**Goal of the exercise**
Copy out the records below verbatim, from the line containing "Task: one point marks each instance of the curved concrete wall" through the end of the records, inclusive.

**Given entries**
-*-

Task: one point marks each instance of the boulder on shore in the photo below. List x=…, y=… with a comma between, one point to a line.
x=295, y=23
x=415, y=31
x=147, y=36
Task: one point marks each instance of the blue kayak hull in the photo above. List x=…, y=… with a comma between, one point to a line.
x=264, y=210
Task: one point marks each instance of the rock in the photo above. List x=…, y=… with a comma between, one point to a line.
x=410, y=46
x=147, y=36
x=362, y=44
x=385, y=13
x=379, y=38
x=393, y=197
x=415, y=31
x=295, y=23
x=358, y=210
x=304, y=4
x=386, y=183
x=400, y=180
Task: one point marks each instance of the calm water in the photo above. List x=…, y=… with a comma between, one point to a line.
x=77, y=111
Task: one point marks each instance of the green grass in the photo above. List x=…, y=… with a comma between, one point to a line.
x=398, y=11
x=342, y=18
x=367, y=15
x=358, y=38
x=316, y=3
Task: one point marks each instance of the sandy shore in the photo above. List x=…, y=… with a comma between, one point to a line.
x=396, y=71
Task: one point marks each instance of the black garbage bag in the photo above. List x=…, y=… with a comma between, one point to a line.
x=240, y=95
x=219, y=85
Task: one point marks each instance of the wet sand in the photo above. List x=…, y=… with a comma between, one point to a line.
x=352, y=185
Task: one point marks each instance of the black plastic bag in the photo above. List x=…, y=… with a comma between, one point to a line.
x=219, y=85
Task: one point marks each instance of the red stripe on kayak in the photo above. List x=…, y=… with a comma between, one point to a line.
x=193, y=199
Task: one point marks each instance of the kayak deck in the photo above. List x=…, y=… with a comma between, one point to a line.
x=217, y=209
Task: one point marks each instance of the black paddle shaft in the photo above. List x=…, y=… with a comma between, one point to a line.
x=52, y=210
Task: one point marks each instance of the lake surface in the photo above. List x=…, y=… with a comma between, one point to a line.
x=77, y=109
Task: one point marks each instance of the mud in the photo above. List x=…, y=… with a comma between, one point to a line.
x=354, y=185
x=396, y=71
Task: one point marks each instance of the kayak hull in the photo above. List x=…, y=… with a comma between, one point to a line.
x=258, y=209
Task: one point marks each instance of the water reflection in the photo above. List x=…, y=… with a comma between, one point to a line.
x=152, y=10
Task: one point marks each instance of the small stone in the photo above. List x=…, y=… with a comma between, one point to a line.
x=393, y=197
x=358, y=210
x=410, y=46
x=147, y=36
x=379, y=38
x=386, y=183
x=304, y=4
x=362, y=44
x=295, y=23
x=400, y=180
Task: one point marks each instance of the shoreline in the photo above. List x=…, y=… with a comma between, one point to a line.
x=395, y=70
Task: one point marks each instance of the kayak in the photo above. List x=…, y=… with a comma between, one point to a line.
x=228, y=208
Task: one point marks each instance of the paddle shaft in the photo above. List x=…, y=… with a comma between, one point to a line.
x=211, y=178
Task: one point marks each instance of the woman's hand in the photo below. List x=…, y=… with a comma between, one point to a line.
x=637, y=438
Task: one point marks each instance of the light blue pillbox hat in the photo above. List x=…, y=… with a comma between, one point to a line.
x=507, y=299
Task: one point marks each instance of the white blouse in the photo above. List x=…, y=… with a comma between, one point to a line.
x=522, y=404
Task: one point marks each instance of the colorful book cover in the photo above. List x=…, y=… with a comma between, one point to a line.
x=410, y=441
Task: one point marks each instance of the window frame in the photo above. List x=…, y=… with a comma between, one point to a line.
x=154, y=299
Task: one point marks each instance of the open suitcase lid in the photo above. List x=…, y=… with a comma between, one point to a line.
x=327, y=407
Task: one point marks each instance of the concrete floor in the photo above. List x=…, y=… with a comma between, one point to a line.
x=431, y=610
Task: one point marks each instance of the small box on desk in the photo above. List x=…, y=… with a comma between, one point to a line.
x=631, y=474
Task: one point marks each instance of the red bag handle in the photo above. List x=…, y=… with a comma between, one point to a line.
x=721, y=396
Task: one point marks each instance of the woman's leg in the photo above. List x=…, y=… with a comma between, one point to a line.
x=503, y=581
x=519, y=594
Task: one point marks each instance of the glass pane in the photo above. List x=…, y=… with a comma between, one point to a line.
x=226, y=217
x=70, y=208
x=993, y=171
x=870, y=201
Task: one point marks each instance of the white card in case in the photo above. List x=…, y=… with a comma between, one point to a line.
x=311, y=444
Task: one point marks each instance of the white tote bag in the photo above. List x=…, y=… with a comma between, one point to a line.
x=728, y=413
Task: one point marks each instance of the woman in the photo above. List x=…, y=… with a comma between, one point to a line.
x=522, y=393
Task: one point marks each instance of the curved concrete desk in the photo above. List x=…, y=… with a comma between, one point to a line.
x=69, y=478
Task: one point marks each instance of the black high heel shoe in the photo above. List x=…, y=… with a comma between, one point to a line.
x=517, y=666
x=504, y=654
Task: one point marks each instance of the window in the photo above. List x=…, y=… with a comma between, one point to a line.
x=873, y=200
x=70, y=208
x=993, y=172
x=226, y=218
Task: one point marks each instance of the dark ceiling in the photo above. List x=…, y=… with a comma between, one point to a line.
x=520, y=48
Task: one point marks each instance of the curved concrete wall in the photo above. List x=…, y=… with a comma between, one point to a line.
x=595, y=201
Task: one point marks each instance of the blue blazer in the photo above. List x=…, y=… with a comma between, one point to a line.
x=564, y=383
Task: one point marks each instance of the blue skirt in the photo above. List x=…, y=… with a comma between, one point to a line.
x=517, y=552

-*-

**Finished exercise**
Task: one point marks each instance of the curved concrete wall in the photo above. List x=…, y=… with a comma between, one point to a line.
x=595, y=201
Task: one point marks each instance of the blue blazer in the photo above. List x=…, y=… with a comma between, one point to a line.
x=564, y=383
Task: one point marks each instance of the blue skirt in the photo above. List x=…, y=… with a comma between, one point to a line.
x=517, y=552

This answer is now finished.